◆ Exercise details
List every line in the records below that contains the word "floor".
---------------
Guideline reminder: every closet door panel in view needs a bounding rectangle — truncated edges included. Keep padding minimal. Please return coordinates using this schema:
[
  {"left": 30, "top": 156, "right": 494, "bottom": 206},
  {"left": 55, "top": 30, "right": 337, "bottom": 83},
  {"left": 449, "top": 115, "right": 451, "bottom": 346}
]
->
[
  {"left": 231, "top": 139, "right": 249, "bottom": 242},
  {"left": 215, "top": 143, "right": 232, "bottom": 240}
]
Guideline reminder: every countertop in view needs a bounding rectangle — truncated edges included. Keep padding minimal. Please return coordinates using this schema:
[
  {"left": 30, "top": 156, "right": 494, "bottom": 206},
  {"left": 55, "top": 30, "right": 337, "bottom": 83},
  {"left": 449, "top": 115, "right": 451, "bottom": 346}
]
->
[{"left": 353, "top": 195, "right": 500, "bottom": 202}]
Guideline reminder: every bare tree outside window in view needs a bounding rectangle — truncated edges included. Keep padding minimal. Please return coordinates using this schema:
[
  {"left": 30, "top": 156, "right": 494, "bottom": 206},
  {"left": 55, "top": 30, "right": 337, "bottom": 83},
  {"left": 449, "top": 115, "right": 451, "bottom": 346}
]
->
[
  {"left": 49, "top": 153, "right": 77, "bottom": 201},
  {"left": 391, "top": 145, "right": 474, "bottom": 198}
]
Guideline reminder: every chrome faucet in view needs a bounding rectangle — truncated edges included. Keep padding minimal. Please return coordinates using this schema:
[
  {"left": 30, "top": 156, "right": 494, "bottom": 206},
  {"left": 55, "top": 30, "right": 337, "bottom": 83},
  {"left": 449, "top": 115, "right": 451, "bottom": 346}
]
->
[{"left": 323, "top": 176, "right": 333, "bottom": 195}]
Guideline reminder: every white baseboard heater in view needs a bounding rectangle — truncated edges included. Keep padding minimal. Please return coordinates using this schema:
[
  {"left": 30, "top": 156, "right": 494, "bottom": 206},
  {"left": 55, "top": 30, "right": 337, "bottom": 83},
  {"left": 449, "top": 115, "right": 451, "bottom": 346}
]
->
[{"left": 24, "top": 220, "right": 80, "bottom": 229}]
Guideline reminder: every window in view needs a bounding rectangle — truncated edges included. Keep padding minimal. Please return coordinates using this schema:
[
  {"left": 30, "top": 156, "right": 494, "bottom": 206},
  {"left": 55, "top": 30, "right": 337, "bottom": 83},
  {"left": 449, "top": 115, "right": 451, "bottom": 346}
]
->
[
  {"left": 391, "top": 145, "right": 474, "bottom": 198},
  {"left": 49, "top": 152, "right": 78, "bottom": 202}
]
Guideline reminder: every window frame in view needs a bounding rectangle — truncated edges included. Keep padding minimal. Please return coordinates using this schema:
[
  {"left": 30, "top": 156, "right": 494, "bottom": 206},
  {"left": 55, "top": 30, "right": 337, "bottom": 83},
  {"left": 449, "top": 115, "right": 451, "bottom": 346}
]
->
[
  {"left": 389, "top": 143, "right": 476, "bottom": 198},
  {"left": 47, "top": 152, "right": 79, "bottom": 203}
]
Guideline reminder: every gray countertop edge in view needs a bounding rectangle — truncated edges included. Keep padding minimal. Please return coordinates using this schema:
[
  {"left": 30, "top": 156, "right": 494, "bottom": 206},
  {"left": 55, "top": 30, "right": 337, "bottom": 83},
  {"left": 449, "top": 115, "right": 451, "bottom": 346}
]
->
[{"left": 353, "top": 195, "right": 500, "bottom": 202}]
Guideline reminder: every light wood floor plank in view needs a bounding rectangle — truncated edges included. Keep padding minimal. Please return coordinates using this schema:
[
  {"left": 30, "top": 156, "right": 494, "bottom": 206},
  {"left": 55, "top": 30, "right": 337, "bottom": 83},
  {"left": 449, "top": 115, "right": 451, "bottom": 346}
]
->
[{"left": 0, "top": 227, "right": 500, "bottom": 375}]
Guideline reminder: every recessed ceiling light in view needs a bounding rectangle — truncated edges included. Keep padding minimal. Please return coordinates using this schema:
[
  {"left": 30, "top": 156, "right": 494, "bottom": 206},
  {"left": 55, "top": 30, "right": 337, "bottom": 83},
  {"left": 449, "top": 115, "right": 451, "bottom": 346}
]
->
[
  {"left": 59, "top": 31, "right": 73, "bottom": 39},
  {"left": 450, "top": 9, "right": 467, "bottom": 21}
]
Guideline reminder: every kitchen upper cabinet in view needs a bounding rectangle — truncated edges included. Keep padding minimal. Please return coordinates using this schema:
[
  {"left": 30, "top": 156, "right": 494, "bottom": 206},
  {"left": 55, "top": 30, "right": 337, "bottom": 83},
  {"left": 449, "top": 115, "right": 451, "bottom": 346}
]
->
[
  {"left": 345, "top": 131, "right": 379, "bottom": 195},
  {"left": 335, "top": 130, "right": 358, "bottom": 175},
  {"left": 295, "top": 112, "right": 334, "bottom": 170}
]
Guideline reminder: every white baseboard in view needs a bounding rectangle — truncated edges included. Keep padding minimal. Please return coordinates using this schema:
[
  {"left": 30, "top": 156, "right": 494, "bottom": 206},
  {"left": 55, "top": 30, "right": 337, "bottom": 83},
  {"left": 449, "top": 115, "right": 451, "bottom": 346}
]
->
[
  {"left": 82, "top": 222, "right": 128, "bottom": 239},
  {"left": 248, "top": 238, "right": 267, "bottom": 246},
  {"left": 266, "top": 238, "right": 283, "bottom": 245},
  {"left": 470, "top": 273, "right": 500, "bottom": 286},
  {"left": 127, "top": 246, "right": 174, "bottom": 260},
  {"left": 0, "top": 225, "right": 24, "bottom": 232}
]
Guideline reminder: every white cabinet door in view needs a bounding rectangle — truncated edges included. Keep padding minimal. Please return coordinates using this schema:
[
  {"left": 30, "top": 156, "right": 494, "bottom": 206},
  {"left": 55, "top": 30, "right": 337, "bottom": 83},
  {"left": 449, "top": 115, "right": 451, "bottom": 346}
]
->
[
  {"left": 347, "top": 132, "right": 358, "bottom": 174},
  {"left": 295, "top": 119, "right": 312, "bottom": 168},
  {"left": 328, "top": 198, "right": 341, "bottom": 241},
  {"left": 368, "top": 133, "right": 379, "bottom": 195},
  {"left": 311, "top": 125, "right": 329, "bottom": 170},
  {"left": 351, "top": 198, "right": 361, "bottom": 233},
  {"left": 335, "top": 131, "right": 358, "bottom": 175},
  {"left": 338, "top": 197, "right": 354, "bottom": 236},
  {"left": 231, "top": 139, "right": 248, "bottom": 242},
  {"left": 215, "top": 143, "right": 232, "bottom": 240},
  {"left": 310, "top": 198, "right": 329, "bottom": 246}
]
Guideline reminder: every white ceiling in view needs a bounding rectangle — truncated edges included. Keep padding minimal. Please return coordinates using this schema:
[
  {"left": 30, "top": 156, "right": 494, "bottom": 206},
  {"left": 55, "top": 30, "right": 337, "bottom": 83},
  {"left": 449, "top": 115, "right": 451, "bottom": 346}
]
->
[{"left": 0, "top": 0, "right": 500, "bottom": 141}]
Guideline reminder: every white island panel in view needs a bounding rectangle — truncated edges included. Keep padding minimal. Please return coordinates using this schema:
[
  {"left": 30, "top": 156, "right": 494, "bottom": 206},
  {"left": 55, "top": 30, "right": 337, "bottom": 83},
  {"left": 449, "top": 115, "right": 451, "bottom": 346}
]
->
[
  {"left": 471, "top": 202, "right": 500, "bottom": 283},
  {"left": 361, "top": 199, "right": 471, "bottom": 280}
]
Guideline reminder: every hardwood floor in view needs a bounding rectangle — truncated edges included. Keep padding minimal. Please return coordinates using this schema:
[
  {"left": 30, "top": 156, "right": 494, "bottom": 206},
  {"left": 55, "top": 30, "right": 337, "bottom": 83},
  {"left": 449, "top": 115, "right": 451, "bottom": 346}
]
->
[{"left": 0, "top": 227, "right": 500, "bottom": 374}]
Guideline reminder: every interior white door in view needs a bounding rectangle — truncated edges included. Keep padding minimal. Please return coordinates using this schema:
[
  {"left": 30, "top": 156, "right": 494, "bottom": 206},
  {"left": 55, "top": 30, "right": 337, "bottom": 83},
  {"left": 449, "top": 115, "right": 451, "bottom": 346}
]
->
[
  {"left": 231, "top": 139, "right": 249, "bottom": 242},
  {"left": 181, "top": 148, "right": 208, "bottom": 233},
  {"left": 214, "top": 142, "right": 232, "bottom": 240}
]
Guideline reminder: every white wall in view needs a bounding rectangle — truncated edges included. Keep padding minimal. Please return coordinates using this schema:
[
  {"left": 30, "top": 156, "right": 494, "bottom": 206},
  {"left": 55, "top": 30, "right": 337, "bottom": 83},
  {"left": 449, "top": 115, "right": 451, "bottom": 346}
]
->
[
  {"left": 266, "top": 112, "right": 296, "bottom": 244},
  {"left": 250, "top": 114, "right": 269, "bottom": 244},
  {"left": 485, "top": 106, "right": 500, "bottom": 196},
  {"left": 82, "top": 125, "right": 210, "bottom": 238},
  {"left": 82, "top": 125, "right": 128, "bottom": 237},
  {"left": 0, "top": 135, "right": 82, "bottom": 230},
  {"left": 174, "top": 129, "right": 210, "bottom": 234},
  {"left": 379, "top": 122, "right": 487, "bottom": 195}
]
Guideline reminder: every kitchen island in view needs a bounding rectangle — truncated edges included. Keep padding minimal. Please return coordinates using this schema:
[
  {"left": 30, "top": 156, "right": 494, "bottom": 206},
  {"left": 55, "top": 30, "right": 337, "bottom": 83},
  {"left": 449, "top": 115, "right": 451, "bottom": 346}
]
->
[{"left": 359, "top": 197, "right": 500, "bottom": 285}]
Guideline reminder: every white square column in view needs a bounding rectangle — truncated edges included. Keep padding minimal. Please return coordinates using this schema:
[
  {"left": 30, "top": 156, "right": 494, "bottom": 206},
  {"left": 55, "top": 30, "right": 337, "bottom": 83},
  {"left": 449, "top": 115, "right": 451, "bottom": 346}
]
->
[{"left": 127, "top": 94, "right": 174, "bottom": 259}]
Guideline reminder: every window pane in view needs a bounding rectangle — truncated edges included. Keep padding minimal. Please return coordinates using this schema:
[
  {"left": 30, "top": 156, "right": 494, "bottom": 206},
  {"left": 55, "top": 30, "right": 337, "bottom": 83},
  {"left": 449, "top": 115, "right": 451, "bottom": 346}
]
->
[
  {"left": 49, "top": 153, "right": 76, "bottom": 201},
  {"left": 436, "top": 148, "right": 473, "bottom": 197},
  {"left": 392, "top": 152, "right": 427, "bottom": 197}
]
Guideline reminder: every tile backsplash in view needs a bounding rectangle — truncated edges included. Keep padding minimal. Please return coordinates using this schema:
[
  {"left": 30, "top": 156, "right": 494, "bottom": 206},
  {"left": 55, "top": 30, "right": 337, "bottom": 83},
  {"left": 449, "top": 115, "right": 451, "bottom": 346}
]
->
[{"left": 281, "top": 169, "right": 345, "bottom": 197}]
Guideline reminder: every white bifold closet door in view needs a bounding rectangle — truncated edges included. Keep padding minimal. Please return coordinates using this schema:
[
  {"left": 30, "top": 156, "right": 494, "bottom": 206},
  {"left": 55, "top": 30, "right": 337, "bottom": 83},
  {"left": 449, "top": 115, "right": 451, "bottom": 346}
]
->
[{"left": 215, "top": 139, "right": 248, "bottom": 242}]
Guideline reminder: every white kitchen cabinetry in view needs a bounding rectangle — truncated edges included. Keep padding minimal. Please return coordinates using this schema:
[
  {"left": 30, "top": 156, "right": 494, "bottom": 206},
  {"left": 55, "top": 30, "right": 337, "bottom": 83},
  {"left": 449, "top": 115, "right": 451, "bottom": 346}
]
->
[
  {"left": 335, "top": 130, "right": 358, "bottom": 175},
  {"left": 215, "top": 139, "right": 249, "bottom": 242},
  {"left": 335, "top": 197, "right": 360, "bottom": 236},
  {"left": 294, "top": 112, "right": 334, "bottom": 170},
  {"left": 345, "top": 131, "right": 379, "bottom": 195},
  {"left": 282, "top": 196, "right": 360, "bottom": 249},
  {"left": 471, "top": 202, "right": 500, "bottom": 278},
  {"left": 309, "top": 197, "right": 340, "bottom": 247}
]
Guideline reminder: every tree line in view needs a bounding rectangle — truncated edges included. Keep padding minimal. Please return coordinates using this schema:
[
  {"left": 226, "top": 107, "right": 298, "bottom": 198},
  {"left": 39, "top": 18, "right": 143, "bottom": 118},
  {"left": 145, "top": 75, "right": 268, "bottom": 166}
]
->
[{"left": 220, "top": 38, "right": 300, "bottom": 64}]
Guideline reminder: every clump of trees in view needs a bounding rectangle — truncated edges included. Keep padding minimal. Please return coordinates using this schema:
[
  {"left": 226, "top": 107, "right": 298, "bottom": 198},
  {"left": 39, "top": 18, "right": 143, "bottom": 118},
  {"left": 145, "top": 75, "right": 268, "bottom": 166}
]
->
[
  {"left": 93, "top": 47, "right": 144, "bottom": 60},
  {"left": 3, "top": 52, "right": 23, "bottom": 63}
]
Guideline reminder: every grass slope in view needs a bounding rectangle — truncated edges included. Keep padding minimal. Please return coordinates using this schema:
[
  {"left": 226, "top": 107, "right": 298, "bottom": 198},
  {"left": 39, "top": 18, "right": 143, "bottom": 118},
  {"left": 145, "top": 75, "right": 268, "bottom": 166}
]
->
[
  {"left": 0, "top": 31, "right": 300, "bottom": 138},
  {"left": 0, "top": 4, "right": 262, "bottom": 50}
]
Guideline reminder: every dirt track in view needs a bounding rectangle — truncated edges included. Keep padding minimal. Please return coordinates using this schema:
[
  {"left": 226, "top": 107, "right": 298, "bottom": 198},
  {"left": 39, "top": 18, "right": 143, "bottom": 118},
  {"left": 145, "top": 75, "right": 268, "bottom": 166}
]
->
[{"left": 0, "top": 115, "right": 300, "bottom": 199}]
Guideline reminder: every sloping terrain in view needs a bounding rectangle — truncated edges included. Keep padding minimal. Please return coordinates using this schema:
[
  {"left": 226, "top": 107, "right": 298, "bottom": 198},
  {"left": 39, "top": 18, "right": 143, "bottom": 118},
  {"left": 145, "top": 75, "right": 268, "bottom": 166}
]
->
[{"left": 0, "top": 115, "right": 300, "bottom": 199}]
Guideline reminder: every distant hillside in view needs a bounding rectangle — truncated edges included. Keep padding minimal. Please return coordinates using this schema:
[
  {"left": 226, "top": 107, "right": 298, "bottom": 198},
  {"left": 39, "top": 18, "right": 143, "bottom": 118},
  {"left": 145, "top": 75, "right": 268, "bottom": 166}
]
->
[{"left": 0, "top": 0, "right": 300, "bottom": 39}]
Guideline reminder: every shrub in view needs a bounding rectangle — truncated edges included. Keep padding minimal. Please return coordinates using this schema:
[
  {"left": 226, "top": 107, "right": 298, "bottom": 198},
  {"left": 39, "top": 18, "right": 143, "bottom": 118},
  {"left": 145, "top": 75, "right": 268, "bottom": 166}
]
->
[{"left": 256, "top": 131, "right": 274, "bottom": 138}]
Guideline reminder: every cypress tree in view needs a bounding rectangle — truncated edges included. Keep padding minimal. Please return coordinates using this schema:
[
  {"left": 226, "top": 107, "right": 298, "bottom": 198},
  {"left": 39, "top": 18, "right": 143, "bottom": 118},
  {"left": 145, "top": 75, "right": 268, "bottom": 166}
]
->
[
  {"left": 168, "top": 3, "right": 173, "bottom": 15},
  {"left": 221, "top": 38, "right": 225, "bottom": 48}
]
---------------
◆ Result for this exercise
Guideline reminder: every light wood floor plank in view needs a bounding rectangle — truncated edges included. Keep padding minimal. Please return coordinates using this schema:
Guideline reminder: every hardwood floor in view needs a bounding rectangle — truncated edges included. Keep padding minimal. Please return coordinates using this schema:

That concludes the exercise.